◆ Exercise set ◆
A. In the passage on early Japanese textiles, what event in the mid-sixth century increased the demand for fine textiles for ecclesiastical use?
B. From the passage on early Japanese textiles, retype the part that opens with the words containing "Silk fabrics in" and closes with "embroidery, and braiding.", changing nothing.
Source passage START
The original inhabitants of Japan (people of the Jomon Culture) wove cloth of plant fiber. Invaders from the northeast Asian mainland established the Yayoi Culture in Japan beginning around 300 b.c.e., introducing more sophisticated materials (including ramie and silk) and techniques. But a recognizably Japanese textile culture can be said to have begun in the Yamato Period (c. 300-710 c.e.), when aristocratic clans and the emergent monarchy led to a greatly increased demand for fine fabrics, especially of silk. The introduction of Buddhism in the mid-sixth century swelled the demand for fine textiles for ecclesiastical use. Some of these textiles were imported from mainland Asia, but increasing amounts were produced in Japan. Weavers, dyers and other textile workers from Korea and China were encouraged to settle in Japan under court patronage; the production of textiles was both patronized and regulated by the state, and the best textiles were produced in imperial workshops.
Silk fabrics in both plain and twill weave were often dyed in solid colors or in patterns produced by stamped wax-resist dyeing. Brocades were produced for both aristocratic and temple use. Other techniques included appliqué, embroidery, and braiding.
Source passage END
Record extracts START
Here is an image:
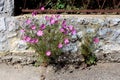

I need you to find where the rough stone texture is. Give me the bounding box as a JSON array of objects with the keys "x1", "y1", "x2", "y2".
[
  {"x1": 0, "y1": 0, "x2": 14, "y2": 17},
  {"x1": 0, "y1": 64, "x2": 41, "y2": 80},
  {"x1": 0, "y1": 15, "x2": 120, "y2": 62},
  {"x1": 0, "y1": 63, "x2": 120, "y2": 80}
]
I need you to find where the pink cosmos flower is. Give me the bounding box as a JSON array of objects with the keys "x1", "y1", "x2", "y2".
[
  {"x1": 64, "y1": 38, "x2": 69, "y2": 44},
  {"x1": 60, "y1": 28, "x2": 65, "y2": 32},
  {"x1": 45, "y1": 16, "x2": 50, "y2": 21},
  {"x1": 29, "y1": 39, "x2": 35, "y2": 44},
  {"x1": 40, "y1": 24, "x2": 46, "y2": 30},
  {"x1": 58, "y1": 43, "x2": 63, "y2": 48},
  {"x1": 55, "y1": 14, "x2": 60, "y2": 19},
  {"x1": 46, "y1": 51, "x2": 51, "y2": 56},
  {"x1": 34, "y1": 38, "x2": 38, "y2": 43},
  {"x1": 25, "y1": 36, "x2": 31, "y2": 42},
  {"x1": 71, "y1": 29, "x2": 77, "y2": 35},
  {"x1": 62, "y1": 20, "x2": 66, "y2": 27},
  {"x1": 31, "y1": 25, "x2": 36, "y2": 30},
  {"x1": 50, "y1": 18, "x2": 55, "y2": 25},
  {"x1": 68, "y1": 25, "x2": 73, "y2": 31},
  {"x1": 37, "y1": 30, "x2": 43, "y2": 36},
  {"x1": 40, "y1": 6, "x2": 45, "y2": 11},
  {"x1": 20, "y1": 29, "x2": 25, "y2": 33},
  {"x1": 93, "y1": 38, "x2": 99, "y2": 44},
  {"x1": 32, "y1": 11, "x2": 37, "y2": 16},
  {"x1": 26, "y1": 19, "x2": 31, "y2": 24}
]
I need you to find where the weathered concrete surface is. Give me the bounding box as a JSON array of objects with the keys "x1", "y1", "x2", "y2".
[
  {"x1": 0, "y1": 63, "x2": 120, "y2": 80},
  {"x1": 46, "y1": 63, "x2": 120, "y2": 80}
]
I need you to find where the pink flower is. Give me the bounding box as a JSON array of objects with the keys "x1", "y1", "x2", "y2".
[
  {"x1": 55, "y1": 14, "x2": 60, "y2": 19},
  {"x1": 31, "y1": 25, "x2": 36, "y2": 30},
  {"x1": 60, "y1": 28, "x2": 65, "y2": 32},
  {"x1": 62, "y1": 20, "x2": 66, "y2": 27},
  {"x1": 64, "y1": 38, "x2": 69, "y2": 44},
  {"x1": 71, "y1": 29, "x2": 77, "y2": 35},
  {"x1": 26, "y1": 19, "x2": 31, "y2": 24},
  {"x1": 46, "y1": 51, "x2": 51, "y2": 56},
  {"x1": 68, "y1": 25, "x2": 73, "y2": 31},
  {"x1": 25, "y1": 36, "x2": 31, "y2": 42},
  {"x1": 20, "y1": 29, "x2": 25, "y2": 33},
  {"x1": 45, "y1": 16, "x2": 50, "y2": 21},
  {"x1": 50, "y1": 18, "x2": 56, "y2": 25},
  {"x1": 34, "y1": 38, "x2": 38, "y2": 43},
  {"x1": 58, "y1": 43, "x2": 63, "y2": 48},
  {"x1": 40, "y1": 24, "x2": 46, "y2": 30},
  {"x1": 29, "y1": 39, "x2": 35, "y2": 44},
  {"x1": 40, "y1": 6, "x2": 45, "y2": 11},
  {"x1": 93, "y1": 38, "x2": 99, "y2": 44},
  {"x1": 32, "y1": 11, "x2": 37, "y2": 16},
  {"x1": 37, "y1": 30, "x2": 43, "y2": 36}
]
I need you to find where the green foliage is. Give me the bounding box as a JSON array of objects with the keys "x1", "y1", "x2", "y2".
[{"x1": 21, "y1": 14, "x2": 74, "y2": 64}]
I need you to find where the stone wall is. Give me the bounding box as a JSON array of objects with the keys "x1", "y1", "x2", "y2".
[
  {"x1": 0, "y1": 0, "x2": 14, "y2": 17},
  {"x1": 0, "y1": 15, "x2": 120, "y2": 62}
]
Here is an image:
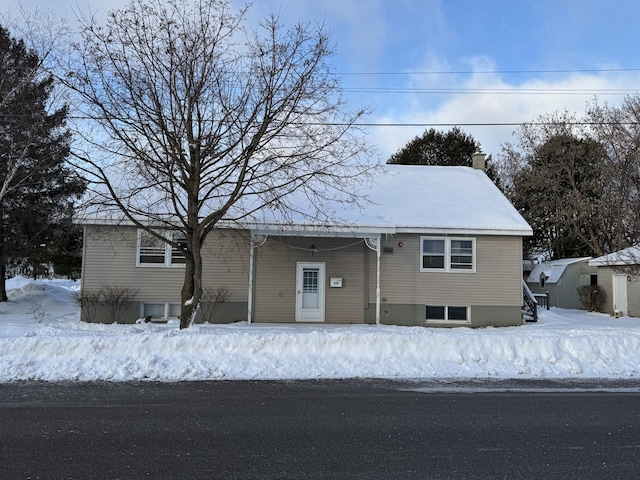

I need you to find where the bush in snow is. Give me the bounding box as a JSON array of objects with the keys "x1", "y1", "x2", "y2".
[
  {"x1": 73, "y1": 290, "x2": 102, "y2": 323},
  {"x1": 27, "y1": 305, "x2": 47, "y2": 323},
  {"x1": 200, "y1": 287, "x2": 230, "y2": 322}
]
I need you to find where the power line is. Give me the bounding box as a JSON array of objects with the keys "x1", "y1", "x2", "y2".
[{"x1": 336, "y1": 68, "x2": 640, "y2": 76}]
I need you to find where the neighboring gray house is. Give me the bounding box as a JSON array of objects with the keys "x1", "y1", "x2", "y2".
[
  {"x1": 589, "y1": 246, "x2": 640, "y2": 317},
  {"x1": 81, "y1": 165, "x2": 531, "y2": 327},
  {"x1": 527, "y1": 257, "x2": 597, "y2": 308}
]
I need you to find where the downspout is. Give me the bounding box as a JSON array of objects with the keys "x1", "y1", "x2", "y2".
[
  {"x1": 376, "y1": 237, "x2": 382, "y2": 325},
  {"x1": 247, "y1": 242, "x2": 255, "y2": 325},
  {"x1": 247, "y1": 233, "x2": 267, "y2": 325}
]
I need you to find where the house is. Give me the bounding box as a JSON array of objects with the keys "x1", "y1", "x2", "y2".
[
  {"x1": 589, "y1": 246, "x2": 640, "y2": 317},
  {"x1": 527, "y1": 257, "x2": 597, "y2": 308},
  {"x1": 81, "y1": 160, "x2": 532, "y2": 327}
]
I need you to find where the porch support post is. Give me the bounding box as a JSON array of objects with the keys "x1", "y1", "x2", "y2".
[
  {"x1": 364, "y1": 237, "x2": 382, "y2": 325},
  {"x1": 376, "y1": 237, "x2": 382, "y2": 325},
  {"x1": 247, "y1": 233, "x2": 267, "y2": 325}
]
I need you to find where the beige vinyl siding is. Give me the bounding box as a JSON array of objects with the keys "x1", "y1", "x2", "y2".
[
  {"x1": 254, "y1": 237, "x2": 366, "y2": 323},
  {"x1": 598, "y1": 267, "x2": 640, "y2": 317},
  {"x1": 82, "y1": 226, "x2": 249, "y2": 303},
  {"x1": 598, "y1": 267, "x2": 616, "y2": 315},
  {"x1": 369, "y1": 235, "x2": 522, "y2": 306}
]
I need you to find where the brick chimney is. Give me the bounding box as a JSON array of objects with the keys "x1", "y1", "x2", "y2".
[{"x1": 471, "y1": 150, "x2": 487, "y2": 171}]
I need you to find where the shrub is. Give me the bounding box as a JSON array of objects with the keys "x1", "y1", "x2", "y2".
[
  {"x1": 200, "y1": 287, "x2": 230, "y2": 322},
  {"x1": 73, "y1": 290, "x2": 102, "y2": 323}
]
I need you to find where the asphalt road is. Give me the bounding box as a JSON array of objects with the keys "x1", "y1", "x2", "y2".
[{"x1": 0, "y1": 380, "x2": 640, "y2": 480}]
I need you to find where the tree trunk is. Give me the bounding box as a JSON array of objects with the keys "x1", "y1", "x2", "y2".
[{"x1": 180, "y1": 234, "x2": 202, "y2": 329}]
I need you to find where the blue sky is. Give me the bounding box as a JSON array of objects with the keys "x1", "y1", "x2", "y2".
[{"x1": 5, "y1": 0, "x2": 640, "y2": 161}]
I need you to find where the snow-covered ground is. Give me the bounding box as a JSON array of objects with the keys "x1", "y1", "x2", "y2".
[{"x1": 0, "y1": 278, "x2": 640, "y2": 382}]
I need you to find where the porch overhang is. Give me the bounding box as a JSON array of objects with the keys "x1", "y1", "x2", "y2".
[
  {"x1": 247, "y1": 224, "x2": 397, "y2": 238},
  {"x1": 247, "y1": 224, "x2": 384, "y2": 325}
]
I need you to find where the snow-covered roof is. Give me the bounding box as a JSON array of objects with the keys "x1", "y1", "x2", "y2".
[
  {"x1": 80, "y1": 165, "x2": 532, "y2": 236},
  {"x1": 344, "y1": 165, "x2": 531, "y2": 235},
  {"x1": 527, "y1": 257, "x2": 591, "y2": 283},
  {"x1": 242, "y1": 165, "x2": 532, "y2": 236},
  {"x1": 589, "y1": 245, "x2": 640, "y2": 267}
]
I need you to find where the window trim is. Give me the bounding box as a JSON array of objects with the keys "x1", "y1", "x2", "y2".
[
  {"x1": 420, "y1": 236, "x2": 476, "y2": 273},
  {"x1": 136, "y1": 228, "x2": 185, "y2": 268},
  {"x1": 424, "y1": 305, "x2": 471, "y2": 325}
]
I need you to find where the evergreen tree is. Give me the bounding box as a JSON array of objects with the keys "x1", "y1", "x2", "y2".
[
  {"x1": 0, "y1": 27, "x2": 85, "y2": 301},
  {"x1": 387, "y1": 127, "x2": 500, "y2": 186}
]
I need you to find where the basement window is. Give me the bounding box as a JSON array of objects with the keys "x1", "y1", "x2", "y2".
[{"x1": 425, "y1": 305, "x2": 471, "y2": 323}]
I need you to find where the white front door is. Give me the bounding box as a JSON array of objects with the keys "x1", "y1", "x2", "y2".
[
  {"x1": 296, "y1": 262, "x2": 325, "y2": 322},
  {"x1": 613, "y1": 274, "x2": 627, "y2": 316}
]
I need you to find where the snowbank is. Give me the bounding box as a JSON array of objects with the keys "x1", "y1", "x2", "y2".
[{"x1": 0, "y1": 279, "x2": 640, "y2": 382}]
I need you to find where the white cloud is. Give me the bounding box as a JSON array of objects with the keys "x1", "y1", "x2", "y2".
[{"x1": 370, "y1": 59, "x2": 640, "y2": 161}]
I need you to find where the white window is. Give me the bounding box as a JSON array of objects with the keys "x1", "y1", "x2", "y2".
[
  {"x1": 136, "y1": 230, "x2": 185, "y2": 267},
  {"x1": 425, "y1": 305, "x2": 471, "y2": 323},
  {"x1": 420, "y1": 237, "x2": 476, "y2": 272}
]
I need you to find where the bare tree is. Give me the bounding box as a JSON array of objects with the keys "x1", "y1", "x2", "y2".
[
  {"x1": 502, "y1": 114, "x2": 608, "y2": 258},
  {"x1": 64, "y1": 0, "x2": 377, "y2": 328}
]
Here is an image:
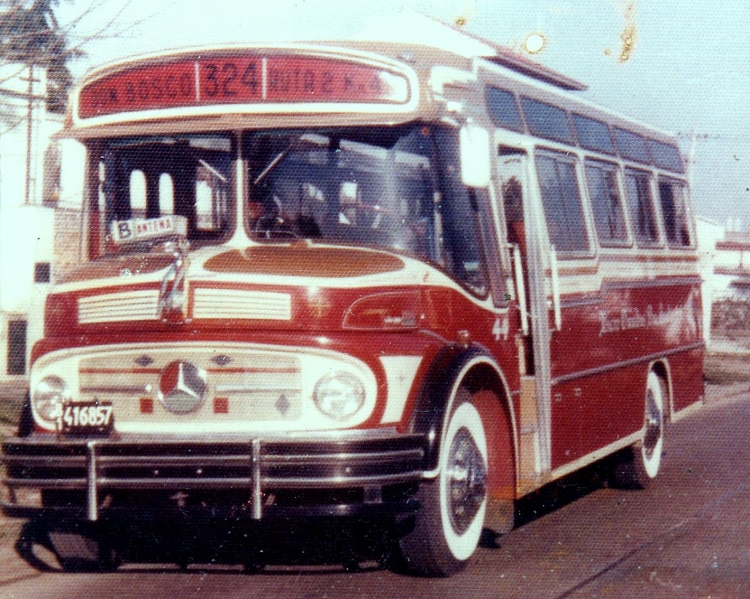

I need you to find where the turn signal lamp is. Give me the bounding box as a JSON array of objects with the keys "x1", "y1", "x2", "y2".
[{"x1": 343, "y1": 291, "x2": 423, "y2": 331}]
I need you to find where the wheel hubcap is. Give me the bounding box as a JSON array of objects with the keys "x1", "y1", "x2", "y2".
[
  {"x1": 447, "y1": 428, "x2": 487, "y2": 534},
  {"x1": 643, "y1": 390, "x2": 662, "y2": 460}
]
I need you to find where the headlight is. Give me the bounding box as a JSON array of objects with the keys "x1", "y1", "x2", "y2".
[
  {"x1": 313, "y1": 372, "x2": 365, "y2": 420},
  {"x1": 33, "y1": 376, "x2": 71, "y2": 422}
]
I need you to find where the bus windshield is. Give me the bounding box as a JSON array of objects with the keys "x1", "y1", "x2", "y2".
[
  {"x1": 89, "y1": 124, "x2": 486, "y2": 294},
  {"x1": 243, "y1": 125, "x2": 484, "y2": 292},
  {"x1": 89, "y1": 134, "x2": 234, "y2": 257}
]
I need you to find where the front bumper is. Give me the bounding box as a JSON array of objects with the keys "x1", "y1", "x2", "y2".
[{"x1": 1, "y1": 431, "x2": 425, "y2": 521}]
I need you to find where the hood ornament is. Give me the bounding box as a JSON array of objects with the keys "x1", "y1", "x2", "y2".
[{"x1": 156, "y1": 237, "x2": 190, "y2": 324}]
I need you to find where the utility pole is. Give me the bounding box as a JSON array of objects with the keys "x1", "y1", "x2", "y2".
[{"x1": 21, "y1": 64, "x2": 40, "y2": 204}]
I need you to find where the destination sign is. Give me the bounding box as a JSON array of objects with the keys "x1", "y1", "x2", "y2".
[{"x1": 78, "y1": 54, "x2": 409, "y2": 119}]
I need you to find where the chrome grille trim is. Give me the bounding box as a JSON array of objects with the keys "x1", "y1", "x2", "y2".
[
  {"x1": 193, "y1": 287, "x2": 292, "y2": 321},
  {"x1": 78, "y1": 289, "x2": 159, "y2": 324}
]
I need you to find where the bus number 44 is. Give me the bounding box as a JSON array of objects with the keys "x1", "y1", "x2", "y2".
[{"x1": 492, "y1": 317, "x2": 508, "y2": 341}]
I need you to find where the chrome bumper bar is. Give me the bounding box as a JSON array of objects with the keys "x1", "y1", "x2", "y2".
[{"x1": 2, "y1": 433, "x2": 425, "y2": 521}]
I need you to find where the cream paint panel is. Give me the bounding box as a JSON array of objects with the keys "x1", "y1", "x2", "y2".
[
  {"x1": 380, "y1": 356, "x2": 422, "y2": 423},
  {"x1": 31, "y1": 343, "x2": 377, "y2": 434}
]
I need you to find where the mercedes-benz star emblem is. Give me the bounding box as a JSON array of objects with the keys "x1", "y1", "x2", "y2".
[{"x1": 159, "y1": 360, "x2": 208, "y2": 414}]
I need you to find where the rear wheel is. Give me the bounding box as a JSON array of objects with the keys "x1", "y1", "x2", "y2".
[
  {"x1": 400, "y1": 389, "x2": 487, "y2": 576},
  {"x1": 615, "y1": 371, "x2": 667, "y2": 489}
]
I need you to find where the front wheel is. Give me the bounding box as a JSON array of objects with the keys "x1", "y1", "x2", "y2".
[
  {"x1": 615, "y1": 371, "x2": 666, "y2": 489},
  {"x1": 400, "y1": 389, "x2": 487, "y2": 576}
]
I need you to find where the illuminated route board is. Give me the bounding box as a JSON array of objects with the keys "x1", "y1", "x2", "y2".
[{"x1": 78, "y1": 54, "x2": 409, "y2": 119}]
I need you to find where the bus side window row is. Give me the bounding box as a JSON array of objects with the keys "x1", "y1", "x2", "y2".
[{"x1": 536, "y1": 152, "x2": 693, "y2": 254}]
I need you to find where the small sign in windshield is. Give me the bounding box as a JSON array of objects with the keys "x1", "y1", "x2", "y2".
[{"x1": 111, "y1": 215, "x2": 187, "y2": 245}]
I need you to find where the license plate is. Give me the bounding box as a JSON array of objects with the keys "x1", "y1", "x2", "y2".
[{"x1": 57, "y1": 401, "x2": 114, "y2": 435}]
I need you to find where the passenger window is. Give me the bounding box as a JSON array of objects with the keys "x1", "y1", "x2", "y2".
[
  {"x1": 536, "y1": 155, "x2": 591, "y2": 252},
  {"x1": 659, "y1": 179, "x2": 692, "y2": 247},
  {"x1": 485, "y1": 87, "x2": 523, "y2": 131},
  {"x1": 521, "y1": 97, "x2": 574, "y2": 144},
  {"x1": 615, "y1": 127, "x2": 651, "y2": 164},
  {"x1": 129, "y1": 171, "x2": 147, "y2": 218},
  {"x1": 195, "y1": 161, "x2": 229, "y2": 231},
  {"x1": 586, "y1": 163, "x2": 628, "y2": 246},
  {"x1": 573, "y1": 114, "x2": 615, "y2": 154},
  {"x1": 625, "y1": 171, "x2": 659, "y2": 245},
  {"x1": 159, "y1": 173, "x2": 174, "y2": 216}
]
Record extracts END
◆ Solved tasks ◆
A. The introduction of Buddhism increased that demand.

B.
Silk fabrics in both plain and twill weave were often dyed in solid colors or in patterns produced by stamped wax-resist dyeing. Brocades were produced for both aristocratic and temple use. Other techniques included appliqué, embroidery, and braiding.